Stated exercise> Can you copy the material below verbatim, starting at the line that contains "Objective: a point on each instance of the hardwood" and stopping after its final line, with both ends included?

___ Records shown ___

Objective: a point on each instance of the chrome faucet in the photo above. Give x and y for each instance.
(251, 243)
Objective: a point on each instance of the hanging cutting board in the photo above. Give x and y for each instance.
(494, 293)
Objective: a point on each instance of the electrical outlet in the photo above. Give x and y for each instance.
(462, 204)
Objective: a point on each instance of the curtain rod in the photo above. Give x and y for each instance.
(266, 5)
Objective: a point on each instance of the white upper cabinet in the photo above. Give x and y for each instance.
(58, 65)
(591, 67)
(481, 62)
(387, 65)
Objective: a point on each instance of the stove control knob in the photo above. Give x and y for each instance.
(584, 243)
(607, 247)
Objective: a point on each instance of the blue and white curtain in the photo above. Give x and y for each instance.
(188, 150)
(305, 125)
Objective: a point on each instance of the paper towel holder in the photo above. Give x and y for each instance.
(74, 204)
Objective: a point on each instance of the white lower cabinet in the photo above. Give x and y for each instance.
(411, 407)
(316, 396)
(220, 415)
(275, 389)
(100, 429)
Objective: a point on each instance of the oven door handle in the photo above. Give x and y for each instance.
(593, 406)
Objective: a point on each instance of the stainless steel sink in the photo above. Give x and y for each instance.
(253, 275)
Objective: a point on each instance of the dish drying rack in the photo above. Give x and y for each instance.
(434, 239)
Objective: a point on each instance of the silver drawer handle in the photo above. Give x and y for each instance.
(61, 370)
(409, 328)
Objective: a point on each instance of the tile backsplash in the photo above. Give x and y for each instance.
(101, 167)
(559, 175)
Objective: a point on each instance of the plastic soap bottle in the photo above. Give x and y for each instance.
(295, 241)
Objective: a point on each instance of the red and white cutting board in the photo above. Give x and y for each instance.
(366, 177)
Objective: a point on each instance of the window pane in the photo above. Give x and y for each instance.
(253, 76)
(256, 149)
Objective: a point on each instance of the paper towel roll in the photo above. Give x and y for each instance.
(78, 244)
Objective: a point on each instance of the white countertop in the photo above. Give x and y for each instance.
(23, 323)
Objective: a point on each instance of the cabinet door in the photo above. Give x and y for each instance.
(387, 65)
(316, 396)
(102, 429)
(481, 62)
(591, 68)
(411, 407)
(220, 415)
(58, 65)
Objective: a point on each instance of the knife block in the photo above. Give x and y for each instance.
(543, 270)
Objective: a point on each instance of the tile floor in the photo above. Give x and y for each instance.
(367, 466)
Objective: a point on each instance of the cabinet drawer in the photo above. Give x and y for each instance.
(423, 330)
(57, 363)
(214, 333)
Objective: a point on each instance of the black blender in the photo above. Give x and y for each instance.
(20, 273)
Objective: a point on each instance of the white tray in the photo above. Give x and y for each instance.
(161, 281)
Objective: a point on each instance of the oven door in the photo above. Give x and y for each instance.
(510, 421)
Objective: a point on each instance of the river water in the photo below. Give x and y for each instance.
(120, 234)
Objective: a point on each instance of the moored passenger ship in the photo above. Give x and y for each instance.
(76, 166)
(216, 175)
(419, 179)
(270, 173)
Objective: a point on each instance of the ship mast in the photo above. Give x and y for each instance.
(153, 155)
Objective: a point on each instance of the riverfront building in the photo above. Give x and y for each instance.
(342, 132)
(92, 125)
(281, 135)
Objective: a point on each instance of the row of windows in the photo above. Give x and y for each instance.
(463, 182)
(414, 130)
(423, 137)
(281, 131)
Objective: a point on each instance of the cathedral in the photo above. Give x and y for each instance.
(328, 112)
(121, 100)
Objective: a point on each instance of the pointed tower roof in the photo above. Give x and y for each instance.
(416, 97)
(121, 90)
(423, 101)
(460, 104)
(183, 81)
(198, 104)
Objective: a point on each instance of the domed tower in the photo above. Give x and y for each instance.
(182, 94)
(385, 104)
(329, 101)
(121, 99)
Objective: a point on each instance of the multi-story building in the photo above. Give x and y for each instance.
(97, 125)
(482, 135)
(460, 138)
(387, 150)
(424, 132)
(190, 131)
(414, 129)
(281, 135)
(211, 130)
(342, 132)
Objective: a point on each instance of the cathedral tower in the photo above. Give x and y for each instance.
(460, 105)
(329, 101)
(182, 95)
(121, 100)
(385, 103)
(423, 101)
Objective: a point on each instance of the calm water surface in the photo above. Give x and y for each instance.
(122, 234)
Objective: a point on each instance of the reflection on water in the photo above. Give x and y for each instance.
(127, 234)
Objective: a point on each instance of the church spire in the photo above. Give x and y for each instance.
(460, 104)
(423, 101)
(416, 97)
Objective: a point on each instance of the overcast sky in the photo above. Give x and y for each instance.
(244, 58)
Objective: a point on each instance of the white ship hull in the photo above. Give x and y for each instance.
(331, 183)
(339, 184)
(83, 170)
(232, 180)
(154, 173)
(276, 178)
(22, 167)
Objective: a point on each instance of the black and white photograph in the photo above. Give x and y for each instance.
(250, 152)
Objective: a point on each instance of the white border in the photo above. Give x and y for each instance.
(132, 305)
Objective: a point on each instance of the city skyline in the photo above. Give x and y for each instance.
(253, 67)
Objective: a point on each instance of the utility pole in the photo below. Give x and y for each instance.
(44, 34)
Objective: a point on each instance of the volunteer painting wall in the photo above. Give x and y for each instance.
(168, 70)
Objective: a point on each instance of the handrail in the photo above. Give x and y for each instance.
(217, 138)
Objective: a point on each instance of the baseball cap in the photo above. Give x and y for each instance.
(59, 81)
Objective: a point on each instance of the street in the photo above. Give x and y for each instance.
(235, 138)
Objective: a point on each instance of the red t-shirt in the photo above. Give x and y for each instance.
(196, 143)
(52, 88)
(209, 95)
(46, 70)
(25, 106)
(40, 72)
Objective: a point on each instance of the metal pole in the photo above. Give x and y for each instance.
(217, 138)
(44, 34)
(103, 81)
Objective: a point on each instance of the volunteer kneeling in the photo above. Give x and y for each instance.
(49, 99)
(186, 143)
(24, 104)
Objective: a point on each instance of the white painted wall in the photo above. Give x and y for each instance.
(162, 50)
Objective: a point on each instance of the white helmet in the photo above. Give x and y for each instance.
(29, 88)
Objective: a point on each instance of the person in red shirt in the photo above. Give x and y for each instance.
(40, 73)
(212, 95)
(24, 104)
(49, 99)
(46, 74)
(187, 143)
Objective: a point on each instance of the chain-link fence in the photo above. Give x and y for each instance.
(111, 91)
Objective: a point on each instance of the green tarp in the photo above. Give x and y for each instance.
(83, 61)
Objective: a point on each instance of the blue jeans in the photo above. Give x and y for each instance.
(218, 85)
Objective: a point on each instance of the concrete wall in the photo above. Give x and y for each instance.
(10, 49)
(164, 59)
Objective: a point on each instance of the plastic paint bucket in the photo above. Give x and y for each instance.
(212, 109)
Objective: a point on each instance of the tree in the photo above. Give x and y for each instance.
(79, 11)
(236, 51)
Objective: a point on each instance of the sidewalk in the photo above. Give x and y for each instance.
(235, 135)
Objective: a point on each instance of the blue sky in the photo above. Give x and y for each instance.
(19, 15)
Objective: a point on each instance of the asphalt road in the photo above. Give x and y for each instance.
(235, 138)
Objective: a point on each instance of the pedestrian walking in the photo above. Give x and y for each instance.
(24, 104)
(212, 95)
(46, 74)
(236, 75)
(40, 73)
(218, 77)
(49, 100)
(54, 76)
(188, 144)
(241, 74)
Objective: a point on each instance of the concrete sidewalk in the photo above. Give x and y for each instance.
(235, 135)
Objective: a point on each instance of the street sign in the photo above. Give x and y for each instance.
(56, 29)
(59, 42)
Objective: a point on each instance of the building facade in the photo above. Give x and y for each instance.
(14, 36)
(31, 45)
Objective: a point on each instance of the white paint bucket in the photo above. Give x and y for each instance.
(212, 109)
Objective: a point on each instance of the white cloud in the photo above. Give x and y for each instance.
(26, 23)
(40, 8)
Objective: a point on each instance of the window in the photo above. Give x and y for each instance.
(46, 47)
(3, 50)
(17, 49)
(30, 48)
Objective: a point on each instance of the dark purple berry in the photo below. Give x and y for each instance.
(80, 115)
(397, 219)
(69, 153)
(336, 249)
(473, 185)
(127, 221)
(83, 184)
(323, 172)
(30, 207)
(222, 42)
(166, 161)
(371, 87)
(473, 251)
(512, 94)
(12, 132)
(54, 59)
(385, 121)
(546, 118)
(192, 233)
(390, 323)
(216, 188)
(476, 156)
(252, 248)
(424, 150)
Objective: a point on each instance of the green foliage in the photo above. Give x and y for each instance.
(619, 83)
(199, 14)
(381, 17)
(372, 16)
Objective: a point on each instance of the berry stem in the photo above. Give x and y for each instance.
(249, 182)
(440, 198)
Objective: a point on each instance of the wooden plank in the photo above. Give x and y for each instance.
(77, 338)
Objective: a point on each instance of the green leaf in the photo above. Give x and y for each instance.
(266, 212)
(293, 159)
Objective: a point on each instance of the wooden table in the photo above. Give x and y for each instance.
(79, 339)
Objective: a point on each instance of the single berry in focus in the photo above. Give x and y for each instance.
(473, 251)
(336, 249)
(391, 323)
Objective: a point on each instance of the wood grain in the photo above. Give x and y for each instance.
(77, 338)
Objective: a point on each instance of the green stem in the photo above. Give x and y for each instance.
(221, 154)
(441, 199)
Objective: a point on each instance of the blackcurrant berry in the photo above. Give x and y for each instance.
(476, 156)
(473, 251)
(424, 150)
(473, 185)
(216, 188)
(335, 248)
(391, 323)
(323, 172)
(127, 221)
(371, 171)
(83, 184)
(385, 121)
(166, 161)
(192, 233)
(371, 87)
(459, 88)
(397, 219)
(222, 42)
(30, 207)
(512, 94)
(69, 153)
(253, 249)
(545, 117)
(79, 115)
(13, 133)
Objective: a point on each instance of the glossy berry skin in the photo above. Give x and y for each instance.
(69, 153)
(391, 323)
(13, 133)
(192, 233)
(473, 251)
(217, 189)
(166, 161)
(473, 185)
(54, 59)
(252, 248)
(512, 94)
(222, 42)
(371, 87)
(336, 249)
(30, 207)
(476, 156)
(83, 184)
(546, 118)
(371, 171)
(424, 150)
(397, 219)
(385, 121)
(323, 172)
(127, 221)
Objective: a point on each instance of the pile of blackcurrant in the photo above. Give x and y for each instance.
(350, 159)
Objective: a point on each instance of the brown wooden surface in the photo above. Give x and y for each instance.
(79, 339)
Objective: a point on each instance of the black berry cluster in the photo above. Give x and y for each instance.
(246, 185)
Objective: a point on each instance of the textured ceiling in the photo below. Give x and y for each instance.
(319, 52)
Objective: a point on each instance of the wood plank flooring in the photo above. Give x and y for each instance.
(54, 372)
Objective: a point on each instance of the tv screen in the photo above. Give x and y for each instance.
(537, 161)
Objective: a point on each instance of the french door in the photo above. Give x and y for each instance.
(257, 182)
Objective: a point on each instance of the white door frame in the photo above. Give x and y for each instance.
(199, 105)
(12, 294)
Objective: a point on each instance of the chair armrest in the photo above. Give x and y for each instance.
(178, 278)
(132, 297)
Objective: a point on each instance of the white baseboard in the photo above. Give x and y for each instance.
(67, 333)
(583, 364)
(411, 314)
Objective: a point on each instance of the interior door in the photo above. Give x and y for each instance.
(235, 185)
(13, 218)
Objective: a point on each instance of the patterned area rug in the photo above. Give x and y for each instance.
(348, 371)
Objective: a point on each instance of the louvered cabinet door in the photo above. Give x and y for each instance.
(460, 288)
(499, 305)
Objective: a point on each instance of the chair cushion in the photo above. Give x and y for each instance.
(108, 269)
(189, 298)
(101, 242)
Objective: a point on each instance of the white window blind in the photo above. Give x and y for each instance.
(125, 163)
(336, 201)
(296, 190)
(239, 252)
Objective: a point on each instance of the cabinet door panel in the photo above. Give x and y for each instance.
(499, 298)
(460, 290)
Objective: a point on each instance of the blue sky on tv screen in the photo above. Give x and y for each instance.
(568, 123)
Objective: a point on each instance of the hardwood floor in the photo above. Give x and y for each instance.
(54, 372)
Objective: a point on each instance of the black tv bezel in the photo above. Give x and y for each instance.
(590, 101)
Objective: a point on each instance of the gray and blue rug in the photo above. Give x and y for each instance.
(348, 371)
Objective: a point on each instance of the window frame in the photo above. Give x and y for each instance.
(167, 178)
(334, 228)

___

Full response>
Objective: a point on each instance of the hardwood floor in the photo above. Give x and y for each instance.
(54, 372)
Objective: a point on each instance of the black tv bezel in the photo above. Give x and y for each instance.
(590, 101)
Objective: a point on each instance of the gray and blue rug in the photo above. Give x and y for each instance.
(348, 371)
Objective: a point on each instance of the window frame in the photo above. Give x and y for each instance.
(167, 178)
(334, 228)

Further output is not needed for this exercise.